DATA SHOWN:
- Opening Delimiter -
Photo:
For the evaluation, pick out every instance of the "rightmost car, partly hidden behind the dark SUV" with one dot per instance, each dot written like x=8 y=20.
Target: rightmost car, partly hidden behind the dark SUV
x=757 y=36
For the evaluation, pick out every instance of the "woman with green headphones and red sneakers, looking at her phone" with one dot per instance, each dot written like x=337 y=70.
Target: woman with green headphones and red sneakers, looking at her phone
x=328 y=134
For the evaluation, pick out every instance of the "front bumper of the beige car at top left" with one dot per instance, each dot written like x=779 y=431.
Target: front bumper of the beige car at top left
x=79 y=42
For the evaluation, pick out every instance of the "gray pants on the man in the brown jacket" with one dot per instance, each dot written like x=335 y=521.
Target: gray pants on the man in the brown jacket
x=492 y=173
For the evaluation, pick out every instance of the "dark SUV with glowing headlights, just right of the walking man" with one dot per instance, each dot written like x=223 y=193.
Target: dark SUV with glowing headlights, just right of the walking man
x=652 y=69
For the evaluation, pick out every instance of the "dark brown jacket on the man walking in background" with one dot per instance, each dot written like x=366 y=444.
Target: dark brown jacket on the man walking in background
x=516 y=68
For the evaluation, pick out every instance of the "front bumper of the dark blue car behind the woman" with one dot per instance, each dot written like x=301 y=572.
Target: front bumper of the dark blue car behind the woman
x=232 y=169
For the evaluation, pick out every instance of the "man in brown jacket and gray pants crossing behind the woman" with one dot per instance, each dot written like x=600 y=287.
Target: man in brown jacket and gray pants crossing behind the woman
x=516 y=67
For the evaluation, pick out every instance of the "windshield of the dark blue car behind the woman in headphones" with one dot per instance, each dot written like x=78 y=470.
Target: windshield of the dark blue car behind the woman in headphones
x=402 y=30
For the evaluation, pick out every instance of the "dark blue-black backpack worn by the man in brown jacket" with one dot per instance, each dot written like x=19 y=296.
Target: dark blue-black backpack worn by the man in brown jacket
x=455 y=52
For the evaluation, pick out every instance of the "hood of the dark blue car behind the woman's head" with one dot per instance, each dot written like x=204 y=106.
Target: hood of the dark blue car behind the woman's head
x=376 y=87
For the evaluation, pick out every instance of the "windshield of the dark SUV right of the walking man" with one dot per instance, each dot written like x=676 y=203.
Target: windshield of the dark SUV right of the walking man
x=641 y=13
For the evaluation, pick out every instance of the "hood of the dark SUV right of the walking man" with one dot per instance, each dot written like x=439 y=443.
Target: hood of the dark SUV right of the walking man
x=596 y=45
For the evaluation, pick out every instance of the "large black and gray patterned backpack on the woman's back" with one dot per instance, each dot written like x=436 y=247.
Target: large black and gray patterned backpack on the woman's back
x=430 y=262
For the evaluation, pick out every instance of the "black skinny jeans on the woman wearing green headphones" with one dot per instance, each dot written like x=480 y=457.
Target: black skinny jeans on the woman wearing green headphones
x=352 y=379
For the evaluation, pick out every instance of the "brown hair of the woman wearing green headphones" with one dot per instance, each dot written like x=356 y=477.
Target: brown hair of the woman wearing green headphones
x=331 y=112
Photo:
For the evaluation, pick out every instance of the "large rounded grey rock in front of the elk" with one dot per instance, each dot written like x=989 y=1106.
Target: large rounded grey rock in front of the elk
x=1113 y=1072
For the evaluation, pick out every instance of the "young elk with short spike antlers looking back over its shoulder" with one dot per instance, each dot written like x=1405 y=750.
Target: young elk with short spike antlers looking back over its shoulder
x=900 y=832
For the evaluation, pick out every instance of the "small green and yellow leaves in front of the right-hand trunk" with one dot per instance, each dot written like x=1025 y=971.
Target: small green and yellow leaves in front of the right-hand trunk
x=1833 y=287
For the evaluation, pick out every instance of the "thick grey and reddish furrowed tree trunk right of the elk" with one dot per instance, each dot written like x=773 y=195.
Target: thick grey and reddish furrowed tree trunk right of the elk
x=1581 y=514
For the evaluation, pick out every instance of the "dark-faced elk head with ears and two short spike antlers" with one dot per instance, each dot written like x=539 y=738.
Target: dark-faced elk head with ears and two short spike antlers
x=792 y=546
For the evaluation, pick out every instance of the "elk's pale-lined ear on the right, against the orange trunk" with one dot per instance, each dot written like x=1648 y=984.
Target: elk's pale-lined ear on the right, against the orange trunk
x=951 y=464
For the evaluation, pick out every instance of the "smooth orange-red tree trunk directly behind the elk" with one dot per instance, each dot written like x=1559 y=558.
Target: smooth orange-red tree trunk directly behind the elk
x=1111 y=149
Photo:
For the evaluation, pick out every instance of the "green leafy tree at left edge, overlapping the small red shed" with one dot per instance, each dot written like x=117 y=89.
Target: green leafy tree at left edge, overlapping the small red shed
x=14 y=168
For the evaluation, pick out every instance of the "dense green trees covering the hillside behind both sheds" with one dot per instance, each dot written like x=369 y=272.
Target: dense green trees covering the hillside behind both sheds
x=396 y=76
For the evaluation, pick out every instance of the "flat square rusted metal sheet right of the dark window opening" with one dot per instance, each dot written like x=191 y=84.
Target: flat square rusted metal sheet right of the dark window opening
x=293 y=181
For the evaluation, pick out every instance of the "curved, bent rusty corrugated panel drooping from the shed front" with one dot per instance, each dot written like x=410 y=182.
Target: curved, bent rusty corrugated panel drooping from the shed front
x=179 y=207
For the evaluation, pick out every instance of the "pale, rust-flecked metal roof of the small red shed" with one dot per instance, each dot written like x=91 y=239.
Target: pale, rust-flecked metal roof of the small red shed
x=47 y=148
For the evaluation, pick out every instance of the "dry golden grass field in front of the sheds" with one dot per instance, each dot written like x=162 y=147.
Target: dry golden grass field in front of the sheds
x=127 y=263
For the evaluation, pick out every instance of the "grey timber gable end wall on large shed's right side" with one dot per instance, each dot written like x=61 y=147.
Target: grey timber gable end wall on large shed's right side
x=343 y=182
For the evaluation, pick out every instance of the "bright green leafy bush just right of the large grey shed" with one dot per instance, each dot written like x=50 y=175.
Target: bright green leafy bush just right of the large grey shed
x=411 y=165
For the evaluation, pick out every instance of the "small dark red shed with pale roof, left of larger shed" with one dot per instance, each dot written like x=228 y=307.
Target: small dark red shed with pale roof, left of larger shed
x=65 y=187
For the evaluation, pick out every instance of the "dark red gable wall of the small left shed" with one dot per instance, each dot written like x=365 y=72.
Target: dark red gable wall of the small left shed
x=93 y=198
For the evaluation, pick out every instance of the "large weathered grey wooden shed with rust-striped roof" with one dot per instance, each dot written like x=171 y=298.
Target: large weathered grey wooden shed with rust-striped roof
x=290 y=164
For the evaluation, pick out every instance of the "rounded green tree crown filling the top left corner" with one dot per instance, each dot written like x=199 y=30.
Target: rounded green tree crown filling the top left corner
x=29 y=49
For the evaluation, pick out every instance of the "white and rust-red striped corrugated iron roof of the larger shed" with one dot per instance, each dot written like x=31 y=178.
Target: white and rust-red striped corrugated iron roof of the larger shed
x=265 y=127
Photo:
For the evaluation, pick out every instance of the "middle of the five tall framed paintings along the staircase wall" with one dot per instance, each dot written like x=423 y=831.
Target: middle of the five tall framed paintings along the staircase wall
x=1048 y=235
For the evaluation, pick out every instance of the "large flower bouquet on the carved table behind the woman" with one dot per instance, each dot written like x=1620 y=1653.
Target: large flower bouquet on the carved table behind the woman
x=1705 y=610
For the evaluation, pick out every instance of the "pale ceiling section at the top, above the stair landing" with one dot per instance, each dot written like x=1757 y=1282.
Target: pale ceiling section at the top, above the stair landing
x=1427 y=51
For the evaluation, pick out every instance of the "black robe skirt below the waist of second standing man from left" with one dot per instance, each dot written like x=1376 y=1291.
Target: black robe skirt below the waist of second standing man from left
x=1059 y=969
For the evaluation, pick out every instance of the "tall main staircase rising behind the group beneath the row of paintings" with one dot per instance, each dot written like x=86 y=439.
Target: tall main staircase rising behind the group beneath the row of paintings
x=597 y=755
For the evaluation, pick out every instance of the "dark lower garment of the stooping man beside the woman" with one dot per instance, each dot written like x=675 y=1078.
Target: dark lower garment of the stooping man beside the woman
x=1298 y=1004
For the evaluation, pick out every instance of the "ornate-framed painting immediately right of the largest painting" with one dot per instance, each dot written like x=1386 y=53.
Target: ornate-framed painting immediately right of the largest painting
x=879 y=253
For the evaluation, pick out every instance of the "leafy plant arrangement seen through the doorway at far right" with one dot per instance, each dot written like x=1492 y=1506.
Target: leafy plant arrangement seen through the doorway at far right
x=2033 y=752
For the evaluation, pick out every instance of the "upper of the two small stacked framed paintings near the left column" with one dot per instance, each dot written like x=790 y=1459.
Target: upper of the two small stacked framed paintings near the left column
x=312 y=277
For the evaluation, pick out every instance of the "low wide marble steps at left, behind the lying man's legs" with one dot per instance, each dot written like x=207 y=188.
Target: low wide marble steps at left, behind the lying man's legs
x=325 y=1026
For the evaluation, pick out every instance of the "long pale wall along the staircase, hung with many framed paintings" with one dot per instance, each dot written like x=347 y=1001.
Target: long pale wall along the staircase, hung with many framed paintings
- Closing Delimiter -
TASK:
Show every line of the entries above where the word "many" occurs.

RESPONSE:
For the evaluation, pick out every instance of the "long pale wall along the staircase, hung with many framed paintings" with one dot per instance, each dot written like x=347 y=1001.
Target: long pale wall along the staircase, hung with many framed paintings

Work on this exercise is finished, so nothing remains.